• **Exercise goal**
Set down word for word the passage of the webinar transcript below, starting with "Lynne Wester" and going on through "already integrate with?".

• **Given text**
* * * * * * * * *

So that kind of leads Josh into Rachel’s question around what criteria could we use to know what someone’s favorite area of the organization is? It could be giving, but she wants to know if you can customize it by organization. What’s favorite at one organization could be different from a favorite at another organization.

Josh Kligman

You can take a look at any question you could think of in terms of the metrics and really dissect it. Let me give a really concrete example here, and I’ll show you some metrics that I think might really help. I’m going to refresh my page here and load insights for an actual report that’s out there, and it might help give a little more context to everything that we’re talking about.

Lynne Wester

That’s fantastic. Nothing like seeing it in real life, not just pseudo. We show a lot of screenshot examples, so it’s nice to be able to dive right into the platform. We did have one question about integrations. Are there any Tessitura integrations or what if it’s not one of the softwares that you listed that you already integrate with?

Josh Kligman

As long as they have an open API, then we take about five business days and we’ll connect to it. We don’t nickel and dime, we don’t charge extra for that. We just want you to be able to access your data and make great reports. We’ll assign a team to do white glove data mapping with you to get all that done from the connection to making sure that the first name is going to show up correctly. The worst thing is finding new technology and then realizing you have to go do it all yourself – we’ll do it for you, right? What’s cool about that is once you do it and once you have your template and data tags already in there, then you need to create another report for a totally different use case the next month or send a thank you and you’re not starting from scratch.

Here’s metrics on an actual report: I could see that there were 14,000 opens here. Here’s some views by region. If I were to click something like what sections were viewed the most, I haven’t clicked this before, so we’ll see if this even works. By the way, this is Sammy the Sloth, and this is Storyraise’s mascot. Sammy was with his slow friends in the jungle, but Mom wanted to speed up and be at a tech company. So Sammy came over with us and is teaching us to slow down and engage donors in case you’re wondering why there’s a sloth face here with the AI. 

Maybe because I’m sharing my screen, but if I were to say how much time was spent on this section versus X section, it’ll pop up and I’m happy to dive deeper with anyone in this offline, but I might be killing my computer right now also using AI while sharing my Zoom. Are there other questions, Lynne?

* * * * * * * * *

• **Recorded data**
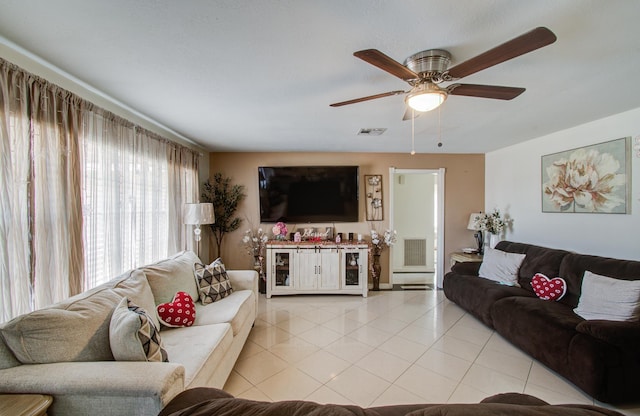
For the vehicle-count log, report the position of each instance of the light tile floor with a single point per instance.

* * * * * * * * *

• **Result of the exercise**
Lynne Wester

That’s fantastic. Nothing like seeing it in real life, not just pseudo. We show a lot of screenshot examples, so it’s nice to be able to dive right into the platform. We did have one question about integrations. Are there any Tessitura integrations or what if it’s not one of the softwares that you listed that you already integrate with?